▸ **THE EXERCISE**
Reproduce everything in the listing from the line containing "Could you please locate the utility" down to the line containing "left=168, top=115, right=179, bottom=206", with both of those lines included and every character kept as it appears.

■ ■ ■ ■

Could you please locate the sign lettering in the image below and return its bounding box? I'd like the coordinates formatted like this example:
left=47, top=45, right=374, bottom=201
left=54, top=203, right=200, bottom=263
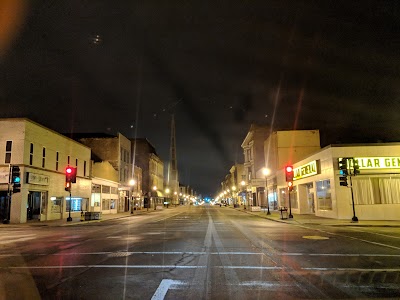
left=293, top=160, right=318, bottom=180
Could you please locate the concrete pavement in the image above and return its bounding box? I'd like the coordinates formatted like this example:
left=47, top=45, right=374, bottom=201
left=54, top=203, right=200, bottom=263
left=0, top=206, right=400, bottom=228
left=230, top=206, right=400, bottom=227
left=0, top=208, right=161, bottom=228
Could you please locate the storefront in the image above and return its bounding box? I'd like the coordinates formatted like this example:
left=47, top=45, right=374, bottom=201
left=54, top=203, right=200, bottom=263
left=90, top=178, right=119, bottom=214
left=277, top=143, right=400, bottom=220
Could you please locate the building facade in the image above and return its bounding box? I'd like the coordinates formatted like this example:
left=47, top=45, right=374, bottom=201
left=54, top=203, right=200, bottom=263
left=241, top=124, right=271, bottom=207
left=0, top=119, right=91, bottom=223
left=259, top=130, right=321, bottom=209
left=75, top=133, right=133, bottom=212
left=276, top=143, right=400, bottom=220
left=131, top=138, right=164, bottom=207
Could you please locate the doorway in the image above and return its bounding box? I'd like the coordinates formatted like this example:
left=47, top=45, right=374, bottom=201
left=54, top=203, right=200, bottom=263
left=27, top=192, right=42, bottom=220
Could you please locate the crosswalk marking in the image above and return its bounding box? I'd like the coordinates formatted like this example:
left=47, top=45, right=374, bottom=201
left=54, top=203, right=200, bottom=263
left=0, top=231, right=36, bottom=245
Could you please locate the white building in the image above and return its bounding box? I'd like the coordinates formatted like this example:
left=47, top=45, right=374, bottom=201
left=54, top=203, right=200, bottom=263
left=0, top=119, right=91, bottom=223
left=276, top=143, right=400, bottom=220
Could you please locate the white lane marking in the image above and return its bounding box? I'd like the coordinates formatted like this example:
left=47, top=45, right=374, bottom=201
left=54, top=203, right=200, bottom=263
left=214, top=266, right=286, bottom=270
left=4, top=265, right=206, bottom=269
left=279, top=253, right=400, bottom=257
left=0, top=251, right=400, bottom=257
left=0, top=234, right=36, bottom=245
left=151, top=279, right=185, bottom=300
left=301, top=268, right=400, bottom=272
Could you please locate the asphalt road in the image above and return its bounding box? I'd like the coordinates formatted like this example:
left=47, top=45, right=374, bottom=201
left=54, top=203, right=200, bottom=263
left=0, top=206, right=400, bottom=299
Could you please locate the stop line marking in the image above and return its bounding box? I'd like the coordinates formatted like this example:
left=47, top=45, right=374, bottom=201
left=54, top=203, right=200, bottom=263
left=0, top=251, right=400, bottom=257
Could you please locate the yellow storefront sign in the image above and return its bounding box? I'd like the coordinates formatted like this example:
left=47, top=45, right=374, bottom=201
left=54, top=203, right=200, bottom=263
left=354, top=157, right=400, bottom=169
left=293, top=160, right=318, bottom=180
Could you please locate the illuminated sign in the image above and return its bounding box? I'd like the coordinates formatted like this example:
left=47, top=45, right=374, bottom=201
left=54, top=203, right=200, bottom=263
left=354, top=157, right=400, bottom=169
left=27, top=173, right=50, bottom=185
left=293, top=160, right=318, bottom=180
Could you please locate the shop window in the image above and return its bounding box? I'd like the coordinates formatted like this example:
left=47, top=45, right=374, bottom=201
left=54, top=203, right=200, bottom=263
left=101, top=199, right=110, bottom=210
left=279, top=188, right=289, bottom=207
left=29, top=143, right=33, bottom=166
left=56, top=152, right=60, bottom=171
left=290, top=186, right=299, bottom=208
left=40, top=191, right=49, bottom=215
left=353, top=177, right=400, bottom=205
left=42, top=147, right=46, bottom=168
left=92, top=184, right=101, bottom=193
left=65, top=197, right=88, bottom=212
left=4, top=141, right=12, bottom=164
left=90, top=193, right=101, bottom=207
left=316, top=180, right=332, bottom=210
left=110, top=199, right=117, bottom=209
left=101, top=185, right=111, bottom=194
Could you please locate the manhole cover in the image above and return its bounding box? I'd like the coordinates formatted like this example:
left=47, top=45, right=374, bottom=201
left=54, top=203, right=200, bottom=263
left=303, top=235, right=329, bottom=240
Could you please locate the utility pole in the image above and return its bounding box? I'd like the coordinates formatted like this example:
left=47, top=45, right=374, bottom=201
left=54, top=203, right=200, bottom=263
left=168, top=115, right=179, bottom=206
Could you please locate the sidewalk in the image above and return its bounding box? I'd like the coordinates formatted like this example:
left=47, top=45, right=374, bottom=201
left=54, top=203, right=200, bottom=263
left=0, top=208, right=162, bottom=228
left=230, top=206, right=400, bottom=227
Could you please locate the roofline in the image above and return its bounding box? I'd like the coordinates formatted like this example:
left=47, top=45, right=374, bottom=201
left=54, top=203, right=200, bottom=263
left=0, top=118, right=92, bottom=151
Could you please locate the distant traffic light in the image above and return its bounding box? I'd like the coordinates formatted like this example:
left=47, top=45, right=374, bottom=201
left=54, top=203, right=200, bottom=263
left=353, top=159, right=360, bottom=176
left=65, top=166, right=77, bottom=183
left=65, top=181, right=72, bottom=192
left=285, top=166, right=293, bottom=182
left=287, top=181, right=293, bottom=192
left=339, top=158, right=349, bottom=186
left=285, top=166, right=293, bottom=192
left=11, top=166, right=21, bottom=193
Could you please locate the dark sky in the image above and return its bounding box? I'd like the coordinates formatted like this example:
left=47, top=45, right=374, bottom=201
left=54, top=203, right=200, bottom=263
left=0, top=0, right=400, bottom=194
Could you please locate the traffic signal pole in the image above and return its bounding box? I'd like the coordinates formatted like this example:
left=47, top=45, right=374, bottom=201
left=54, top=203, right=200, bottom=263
left=67, top=188, right=72, bottom=222
left=3, top=165, right=11, bottom=224
left=350, top=176, right=358, bottom=222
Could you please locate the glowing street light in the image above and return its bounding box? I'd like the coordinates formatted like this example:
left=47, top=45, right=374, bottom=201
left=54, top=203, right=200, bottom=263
left=263, top=168, right=271, bottom=215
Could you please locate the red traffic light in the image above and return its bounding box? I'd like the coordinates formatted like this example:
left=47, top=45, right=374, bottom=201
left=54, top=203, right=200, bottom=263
left=285, top=166, right=293, bottom=182
left=65, top=166, right=77, bottom=183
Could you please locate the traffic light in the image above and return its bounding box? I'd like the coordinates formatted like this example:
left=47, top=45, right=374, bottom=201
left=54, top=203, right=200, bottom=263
left=285, top=166, right=293, bottom=182
left=353, top=159, right=360, bottom=176
left=11, top=166, right=21, bottom=193
left=65, top=166, right=77, bottom=183
left=288, top=181, right=293, bottom=192
left=65, top=181, right=72, bottom=192
left=285, top=166, right=293, bottom=192
left=339, top=158, right=349, bottom=186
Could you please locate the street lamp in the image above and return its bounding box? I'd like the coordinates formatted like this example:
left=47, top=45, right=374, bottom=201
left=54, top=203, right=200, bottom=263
left=263, top=168, right=271, bottom=215
left=129, top=179, right=136, bottom=214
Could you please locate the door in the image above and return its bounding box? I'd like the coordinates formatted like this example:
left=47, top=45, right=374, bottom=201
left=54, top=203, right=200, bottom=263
left=27, top=192, right=42, bottom=220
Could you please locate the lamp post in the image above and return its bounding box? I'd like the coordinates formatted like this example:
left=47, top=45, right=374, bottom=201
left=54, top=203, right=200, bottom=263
left=129, top=178, right=136, bottom=214
left=263, top=168, right=271, bottom=215
left=240, top=180, right=247, bottom=209
left=165, top=188, right=171, bottom=208
left=152, top=186, right=158, bottom=210
left=231, top=186, right=237, bottom=207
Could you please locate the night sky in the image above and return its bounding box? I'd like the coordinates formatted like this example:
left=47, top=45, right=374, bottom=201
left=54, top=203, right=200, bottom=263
left=0, top=0, right=400, bottom=195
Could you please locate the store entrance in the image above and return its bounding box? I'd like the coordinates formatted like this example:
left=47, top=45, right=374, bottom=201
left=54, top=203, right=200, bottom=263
left=27, top=192, right=42, bottom=220
left=0, top=191, right=8, bottom=222
left=306, top=183, right=315, bottom=214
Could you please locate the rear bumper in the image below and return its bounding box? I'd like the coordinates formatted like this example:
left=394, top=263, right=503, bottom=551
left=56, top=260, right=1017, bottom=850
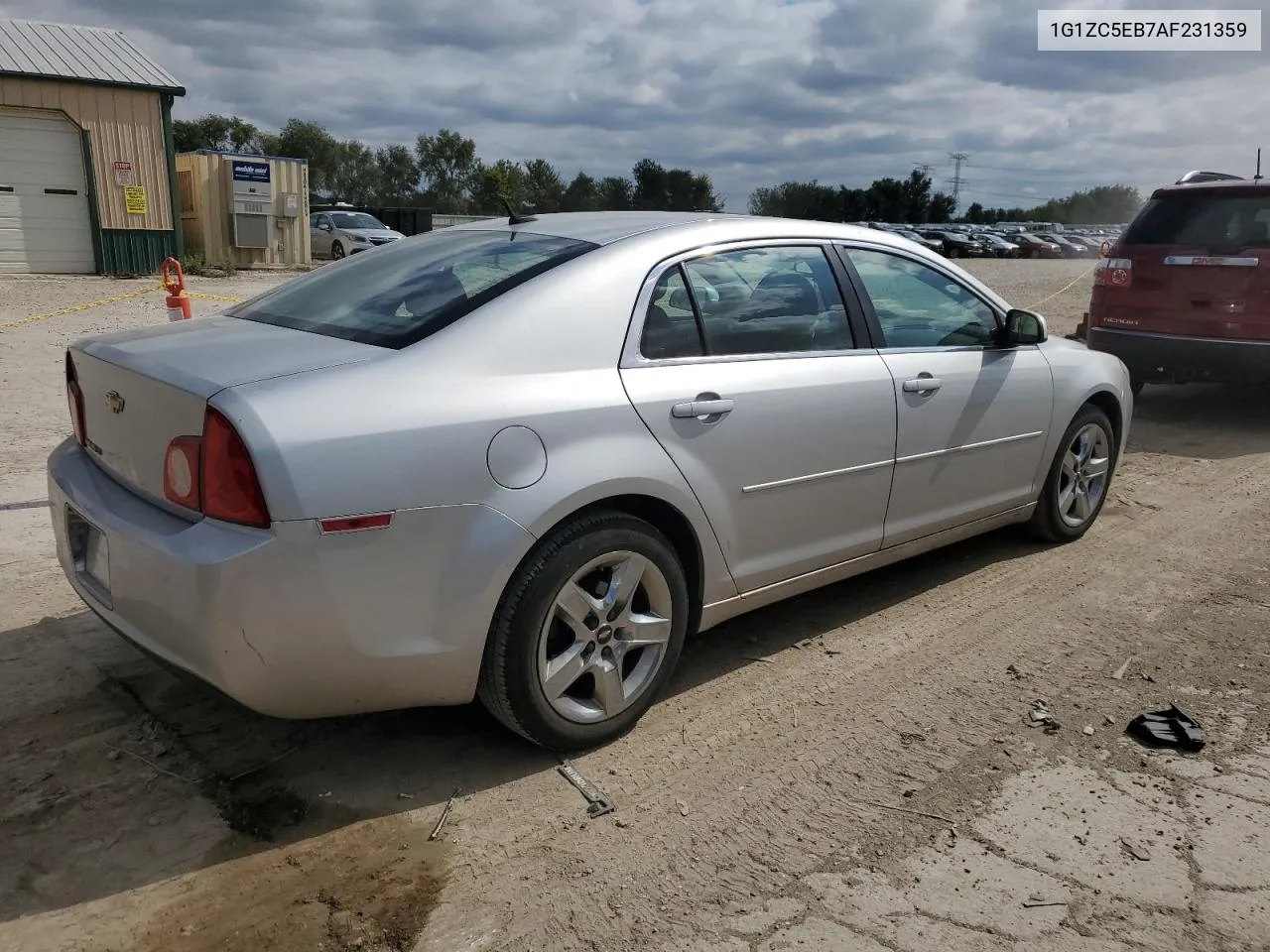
left=49, top=440, right=534, bottom=717
left=1087, top=327, right=1270, bottom=384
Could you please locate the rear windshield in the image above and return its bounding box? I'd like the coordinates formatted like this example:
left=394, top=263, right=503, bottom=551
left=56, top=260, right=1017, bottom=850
left=228, top=228, right=597, bottom=349
left=330, top=212, right=387, bottom=231
left=1123, top=187, right=1270, bottom=249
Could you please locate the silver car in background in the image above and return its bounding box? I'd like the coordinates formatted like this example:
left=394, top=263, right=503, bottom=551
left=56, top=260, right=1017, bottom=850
left=49, top=212, right=1133, bottom=749
left=309, top=212, right=405, bottom=260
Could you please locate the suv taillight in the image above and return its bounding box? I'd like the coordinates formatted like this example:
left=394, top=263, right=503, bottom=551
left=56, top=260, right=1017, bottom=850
left=1093, top=258, right=1133, bottom=289
left=163, top=408, right=271, bottom=530
left=66, top=354, right=87, bottom=445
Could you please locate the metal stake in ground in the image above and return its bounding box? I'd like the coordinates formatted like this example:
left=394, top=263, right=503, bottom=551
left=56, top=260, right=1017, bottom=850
left=557, top=758, right=613, bottom=820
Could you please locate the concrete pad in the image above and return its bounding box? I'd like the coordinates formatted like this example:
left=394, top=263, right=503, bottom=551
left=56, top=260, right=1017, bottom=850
left=883, top=915, right=1019, bottom=952
left=1199, top=890, right=1270, bottom=949
left=1203, top=771, right=1270, bottom=806
left=662, top=938, right=749, bottom=952
left=1189, top=790, right=1270, bottom=889
left=722, top=897, right=803, bottom=935
left=758, top=919, right=888, bottom=952
left=907, top=839, right=1072, bottom=939
left=1068, top=893, right=1195, bottom=952
left=1102, top=771, right=1187, bottom=821
left=1225, top=748, right=1270, bottom=779
left=974, top=766, right=1189, bottom=907
left=803, top=870, right=913, bottom=932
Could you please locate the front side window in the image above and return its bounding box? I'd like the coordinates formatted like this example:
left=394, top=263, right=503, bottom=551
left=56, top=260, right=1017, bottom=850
left=684, top=246, right=853, bottom=354
left=228, top=228, right=597, bottom=349
left=843, top=248, right=997, bottom=348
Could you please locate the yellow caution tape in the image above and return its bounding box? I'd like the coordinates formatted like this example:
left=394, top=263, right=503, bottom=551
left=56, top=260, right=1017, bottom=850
left=0, top=289, right=166, bottom=330
left=1026, top=262, right=1098, bottom=311
left=186, top=291, right=242, bottom=304
left=0, top=285, right=242, bottom=330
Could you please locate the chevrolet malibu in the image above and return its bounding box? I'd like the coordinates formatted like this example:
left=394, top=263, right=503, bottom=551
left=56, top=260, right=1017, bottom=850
left=49, top=212, right=1133, bottom=749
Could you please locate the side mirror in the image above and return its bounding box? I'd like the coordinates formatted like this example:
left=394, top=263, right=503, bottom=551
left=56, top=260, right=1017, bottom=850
left=667, top=289, right=693, bottom=311
left=1002, top=307, right=1049, bottom=346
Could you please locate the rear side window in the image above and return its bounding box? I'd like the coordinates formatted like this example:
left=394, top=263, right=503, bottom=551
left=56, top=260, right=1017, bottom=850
left=684, top=246, right=853, bottom=354
left=1123, top=189, right=1270, bottom=249
left=639, top=268, right=704, bottom=361
left=228, top=228, right=597, bottom=349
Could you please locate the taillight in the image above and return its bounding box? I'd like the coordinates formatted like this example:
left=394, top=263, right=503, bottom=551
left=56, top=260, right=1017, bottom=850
left=1093, top=258, right=1133, bottom=289
left=163, top=436, right=203, bottom=509
left=163, top=408, right=271, bottom=530
left=199, top=408, right=271, bottom=530
left=66, top=354, right=87, bottom=445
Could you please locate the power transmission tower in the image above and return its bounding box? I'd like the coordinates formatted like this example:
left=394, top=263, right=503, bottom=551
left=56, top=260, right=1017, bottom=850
left=949, top=153, right=970, bottom=213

■ ■ ■ ■

▸ **WRITTEN ANSWER**
Could you please locate the utility pole in the image above and return its bounding box? I'd like the coordinates formatted like this example:
left=47, top=45, right=374, bottom=201
left=54, top=203, right=200, bottom=263
left=168, top=115, right=179, bottom=206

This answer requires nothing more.